■ **Short task**: Extract all records. Keep each one exact.

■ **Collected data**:
________________________

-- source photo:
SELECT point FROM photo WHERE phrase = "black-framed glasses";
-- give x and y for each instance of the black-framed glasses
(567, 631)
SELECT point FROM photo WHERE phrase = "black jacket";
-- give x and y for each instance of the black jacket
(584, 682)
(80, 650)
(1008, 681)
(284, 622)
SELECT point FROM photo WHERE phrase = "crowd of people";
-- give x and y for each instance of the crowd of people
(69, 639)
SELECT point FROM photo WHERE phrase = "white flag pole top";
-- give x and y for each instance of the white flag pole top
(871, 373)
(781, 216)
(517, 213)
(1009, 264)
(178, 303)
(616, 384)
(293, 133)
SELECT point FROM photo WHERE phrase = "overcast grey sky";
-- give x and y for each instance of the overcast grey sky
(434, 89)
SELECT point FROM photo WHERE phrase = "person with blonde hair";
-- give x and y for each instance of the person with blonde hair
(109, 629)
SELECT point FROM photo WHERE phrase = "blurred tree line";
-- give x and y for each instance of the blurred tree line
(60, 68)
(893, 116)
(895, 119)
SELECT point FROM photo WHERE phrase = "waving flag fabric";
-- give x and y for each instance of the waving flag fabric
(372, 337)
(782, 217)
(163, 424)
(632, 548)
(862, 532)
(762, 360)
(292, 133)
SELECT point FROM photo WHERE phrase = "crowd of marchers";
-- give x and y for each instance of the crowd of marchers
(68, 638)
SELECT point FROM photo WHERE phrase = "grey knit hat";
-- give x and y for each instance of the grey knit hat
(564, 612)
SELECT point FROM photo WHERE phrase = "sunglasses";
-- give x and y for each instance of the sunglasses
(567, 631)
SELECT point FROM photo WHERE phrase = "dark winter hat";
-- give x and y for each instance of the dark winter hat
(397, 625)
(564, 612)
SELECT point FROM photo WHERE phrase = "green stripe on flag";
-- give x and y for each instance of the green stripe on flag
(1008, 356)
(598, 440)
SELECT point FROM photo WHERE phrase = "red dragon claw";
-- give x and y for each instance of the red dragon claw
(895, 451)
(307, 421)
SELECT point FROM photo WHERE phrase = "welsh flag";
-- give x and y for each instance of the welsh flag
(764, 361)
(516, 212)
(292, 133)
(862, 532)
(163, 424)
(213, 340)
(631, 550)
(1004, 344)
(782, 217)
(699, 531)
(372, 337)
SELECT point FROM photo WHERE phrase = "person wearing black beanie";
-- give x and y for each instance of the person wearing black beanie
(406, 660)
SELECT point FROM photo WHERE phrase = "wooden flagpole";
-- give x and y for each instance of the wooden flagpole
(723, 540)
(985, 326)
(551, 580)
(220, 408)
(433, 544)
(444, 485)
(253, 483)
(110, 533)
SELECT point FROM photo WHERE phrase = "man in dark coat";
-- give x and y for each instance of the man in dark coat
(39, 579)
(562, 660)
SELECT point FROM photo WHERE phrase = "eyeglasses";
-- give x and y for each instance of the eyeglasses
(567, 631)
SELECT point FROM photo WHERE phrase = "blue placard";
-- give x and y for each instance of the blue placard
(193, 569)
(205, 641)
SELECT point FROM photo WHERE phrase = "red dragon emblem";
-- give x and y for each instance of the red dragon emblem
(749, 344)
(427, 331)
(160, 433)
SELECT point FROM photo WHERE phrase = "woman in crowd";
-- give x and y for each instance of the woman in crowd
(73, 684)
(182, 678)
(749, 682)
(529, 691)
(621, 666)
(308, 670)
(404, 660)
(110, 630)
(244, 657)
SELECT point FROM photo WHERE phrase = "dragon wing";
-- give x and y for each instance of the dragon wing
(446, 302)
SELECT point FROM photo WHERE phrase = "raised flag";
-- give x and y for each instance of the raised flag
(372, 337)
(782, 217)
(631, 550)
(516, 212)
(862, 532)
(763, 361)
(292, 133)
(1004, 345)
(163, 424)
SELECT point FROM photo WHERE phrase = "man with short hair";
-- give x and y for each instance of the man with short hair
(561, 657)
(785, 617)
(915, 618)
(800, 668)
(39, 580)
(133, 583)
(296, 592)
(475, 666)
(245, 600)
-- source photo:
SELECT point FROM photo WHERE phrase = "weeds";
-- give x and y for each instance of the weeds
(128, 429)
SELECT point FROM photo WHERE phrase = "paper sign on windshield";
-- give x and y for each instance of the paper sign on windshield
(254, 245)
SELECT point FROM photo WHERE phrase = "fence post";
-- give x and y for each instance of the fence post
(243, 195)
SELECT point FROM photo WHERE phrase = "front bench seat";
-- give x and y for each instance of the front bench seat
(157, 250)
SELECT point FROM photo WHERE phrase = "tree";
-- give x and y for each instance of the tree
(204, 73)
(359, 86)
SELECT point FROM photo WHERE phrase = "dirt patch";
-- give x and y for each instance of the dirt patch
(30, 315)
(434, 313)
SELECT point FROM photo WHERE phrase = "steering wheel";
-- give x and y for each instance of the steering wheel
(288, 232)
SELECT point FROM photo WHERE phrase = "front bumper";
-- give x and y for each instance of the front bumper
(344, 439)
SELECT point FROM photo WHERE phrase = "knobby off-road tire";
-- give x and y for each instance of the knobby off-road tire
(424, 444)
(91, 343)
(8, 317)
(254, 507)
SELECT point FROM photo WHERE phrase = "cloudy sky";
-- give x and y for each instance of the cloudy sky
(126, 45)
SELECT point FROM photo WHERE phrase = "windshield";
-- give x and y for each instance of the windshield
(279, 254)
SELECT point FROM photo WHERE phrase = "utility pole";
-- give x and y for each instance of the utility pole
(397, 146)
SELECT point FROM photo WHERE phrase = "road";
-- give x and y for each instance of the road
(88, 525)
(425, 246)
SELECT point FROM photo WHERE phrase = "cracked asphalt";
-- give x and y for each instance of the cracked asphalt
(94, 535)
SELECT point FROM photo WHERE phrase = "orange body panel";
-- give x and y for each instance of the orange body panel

________________________

■ **Exercise answer**:
-- source photo:
SELECT point FROM photo WHERE phrase = "black-framed glasses";
-- give x and y for each instance of the black-framed glasses
(567, 631)
SELECT point FROM photo WHERE phrase = "black jacket";
-- give x and y for each instance of the black jacket
(584, 682)
(80, 650)
(1008, 681)
(284, 622)
SELECT point FROM photo WHERE phrase = "crowd of people";
-- give x and y for each instance of the crowd of people
(69, 639)
SELECT point FROM photo WHERE phrase = "white flag pole top";
-- give x and y for each instance of the white flag pole top
(871, 373)
(781, 216)
(517, 213)
(1009, 264)
(178, 303)
(616, 384)
(293, 133)
SELECT point FROM photo WHERE phrase = "overcast grey sky";
-- give x and y for each instance of the overcast grey sky
(434, 89)
SELECT point FROM photo WHERE phrase = "person with blonde hair";
-- give x and y for each instance of the person with blonde hair
(109, 629)
SELECT point FROM photo WHERE phrase = "blurred tree line";
-- give x and y for each instance of the blurred tree line
(60, 68)
(893, 116)
(895, 119)
SELECT point FROM photo WHERE phrase = "waving flag fabric";
-- give x and y for each instance of the waving flag fabric
(372, 337)
(782, 217)
(163, 424)
(632, 548)
(862, 532)
(762, 360)
(292, 133)
SELECT point FROM photo WHERE phrase = "crowd of marchers";
-- give x and y for each instance of the crowd of marchers
(68, 638)
SELECT point FROM photo WHERE phrase = "grey knit hat";
-- give x and y for each instance of the grey knit hat
(564, 612)
SELECT point FROM photo WHERE phrase = "sunglasses";
-- give x and y for each instance of the sunglasses
(567, 631)
SELECT point FROM photo WHERE phrase = "dark winter hat";
-- give x and y for each instance of the dark winter hat
(397, 625)
(564, 612)
SELECT point FROM photo WHERE phrase = "green stripe on flag";
-- give x and y for each instance of the green stripe on flag
(1008, 356)
(598, 440)
SELECT point FROM photo WHERE phrase = "red dragon claw";
-- give x and y for each instance of the red dragon claw
(895, 451)
(307, 421)
SELECT point FROM photo WHERE phrase = "welsh flag";
-- give x and y for each instance of the welsh flag
(764, 361)
(516, 212)
(292, 133)
(862, 532)
(163, 424)
(213, 340)
(631, 550)
(1004, 344)
(782, 217)
(699, 531)
(372, 337)
SELECT point FROM photo WHERE phrase = "person wearing black beanie";
-- give x and y for each instance of the person wearing black beanie
(406, 660)
SELECT point FROM photo WHERE phrase = "wooden flagpole";
-- give x and y for each instance of the wooden flagpole
(723, 540)
(985, 326)
(551, 580)
(220, 408)
(433, 544)
(444, 485)
(253, 483)
(110, 533)
SELECT point FROM photo WHERE phrase = "man in dark coat";
-- give x and y for each instance of the man in dark coat
(39, 579)
(562, 660)
SELECT point FROM photo WHERE phrase = "eyeglasses";
-- give x and y for each instance of the eyeglasses
(567, 631)
SELECT point FROM photo WHERE phrase = "blue placard";
-- give x and y for each instance of the blue placard
(193, 569)
(205, 641)
SELECT point FROM photo WHERE phrase = "red dragon emblem";
-- give x and y for each instance of the red dragon emblem
(749, 344)
(427, 331)
(160, 433)
SELECT point FROM photo WHERE phrase = "woman in crowd";
-- give x and y for each instance of the woman in crowd
(73, 684)
(182, 678)
(749, 682)
(529, 691)
(621, 666)
(308, 670)
(404, 660)
(110, 630)
(244, 657)
SELECT point FROM photo WHERE phrase = "dragon wing";
-- give x and y for each instance of the dragon wing
(446, 302)
SELECT point FROM photo WHERE phrase = "raised flag";
-- give x and y for each instance of the raised flag
(372, 337)
(782, 217)
(631, 550)
(516, 212)
(862, 532)
(763, 361)
(292, 133)
(1004, 345)
(163, 424)
SELECT point FROM photo WHERE phrase = "man with short hair";
-- give x and y for each instance of the man with short hair
(561, 657)
(785, 617)
(915, 618)
(800, 668)
(39, 580)
(133, 583)
(296, 592)
(475, 666)
(245, 600)
-- source photo:
SELECT point FROM photo WHERE phrase = "weeds";
-- give x and y for each instance of the weeds
(128, 429)
SELECT point FROM photo WHERE phrase = "paper sign on windshield";
-- give x and y for each instance of the paper sign on windshield
(254, 245)
SELECT point FROM photo WHERE phrase = "fence post";
-- give x and y for each instance of the fence post
(243, 195)
SELECT point FROM photo WHERE phrase = "front bench seat";
-- give x and y for each instance of the front bench seat
(157, 250)
SELECT point FROM photo WHERE phrase = "tree";
-- give x and y for each instance of the tree
(204, 73)
(359, 86)
SELECT point FROM photo WHERE phrase = "dirt patch";
-- give x and y for each instance of the dirt patch
(30, 315)
(434, 313)
SELECT point FROM photo WHERE phrase = "steering wheel";
-- give x and y for each instance of the steering wheel
(288, 232)
SELECT point FROM photo WHERE phrase = "front bumper";
-- give x and y for each instance of the front bumper
(344, 439)
SELECT point FROM photo WHERE phrase = "knobby off-road tire";
-- give x and y for each instance of the knobby off-road tire
(424, 444)
(91, 343)
(8, 317)
(254, 507)
SELECT point FROM photo WHERE phrase = "cloudy sky";
-- give x and y for each instance of the cloudy sky
(126, 45)
SELECT point FROM photo WHERE phrase = "windshield";
-- give x and y for each instance of the windshield
(279, 254)
SELECT point FROM photo WHERE phrase = "utility pole";
-- give x and y for each instance of the utility pole
(397, 146)
SELECT point FROM photo WHERE phrase = "road";
-- give x and y for each instance of the road
(88, 525)
(425, 246)
SELECT point FROM photo WHERE phrase = "cracked asphalt";
-- give x and y for each instance of the cracked asphalt
(94, 535)
SELECT point FROM photo WHERE phrase = "orange body panel";
-- give x and y for each instance of the orange body panel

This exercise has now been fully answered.